Document segment.
= = = = =
4. The Lair of the White Worm (1988)
10 Words or Fewer Summary: Hugh Grant & Friends battle huge worm, ancient pagan cults
This tremendously fun Ken Russell outing feels like an art house version of Troll 2 (granted, a film widely regarded as one of the worst ever made). Gleefully strange and zealously exploitative, it genuinely works despite its campiness – White Worm is actually pretty creepy at times, and several scenes are bizarre, visually striking standouts (this was my first Russell film and I really dug his idiosyncratic style). Peppered with none-too-subtle symbolism and some fun comic gags, this is a delightfully unique film.
5. In the Loop (2009)
10 Words or Fewer Summary: Hilarious political satire admits England and USA are equally screwed
Watching In the Loop without any background knowledge is like jumping into the middle of a hilarious TV show that’s already in its 3rd season – you can’t stop laughing, but you feel like some of the jokes are sailing over your head. In the Loop is outrageously funny, relentlessly paced and acerbically scripted, but I had literally no idea what even the basic plot was and felt like all of the characters had pre-existing arcs that I knew nothing about. I found out after the fact that it’s actually based on an existing show (the BBC’s The Thick of It), but apparently this is more of a spin-off, with few of the show’s actual characters. I had no idea what the fuck was happening, but I laughed from start to finish and it left me wanting more.
6. House (1986)
= = = = =
What you will do.
A. Reproduce the movie list passage starting at "4. The Lair" and ending at "the Loop (2009)", but replace "fun" with "entertaining".
B. Which film and TV show titles does the movie list mention?
The entries that come next are separate material, unrelated to the movie list.

Items taken from a data source
= = = = =
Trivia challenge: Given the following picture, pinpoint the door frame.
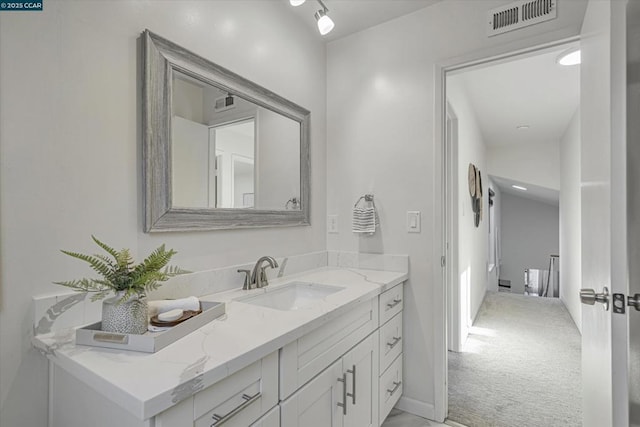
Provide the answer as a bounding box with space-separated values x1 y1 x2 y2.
433 35 580 421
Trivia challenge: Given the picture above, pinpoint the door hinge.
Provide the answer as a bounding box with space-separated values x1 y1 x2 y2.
613 294 640 314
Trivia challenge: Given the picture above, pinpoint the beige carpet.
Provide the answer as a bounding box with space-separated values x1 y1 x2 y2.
449 292 582 427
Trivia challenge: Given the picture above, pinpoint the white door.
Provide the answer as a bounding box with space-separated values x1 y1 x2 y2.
580 0 635 427
627 1 640 426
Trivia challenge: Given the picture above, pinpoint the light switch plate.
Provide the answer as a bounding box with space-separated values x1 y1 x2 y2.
407 211 420 233
327 215 338 233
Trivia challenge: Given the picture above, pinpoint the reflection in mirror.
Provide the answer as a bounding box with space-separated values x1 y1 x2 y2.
171 70 300 210
142 30 310 232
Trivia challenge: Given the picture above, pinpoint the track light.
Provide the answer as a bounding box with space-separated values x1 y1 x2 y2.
314 0 335 36
289 0 335 36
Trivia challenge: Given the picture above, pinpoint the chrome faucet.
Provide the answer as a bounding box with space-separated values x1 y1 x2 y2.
238 256 278 290
251 256 278 288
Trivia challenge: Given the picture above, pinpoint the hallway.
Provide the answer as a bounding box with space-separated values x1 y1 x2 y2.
449 292 582 427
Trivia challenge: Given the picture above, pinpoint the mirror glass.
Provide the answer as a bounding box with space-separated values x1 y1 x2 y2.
171 70 300 210
143 30 310 232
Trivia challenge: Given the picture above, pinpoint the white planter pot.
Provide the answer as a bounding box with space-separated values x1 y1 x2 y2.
102 292 148 335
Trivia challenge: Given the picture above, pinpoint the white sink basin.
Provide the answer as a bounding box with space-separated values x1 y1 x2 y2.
236 282 344 311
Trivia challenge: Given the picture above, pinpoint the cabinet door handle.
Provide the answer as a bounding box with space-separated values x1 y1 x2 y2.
338 374 347 415
347 365 356 405
211 392 262 427
387 337 402 350
387 381 402 396
387 298 402 309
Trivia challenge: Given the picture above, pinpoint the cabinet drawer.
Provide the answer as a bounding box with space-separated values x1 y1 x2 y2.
380 312 403 374
379 354 402 422
193 352 278 427
251 406 280 427
280 298 378 400
379 284 404 325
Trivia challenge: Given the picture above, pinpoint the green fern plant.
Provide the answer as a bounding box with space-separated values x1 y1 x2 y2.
53 236 188 302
= = = = =
Answers by item.
A.
4. The Lair of the White Worm (1988)
10 Words or Fewer Summary: Hugh Grant & Friends battle huge worm, ancient pagan cults
This tremendously entertaining Ken Russell outing feels like an art house version of Troll 2 (granted, a film widely regarded as one of the worst ever made). Gleefully strange and zealously exploitative, it genuinely works despite its campiness – White Worm is actually pretty creepy at times, and several scenes are bizarre, visually striking standouts (this was my first Russell film and I really dug his idiosyncratic style). Peppered with none-too-subtle symbolism and some entertaining comic gags, this is a delightfully unique film.
5. In the Loop (2009)

B. The Lair of the White Worm, Troll 2, In the Loop, The Thick of It, House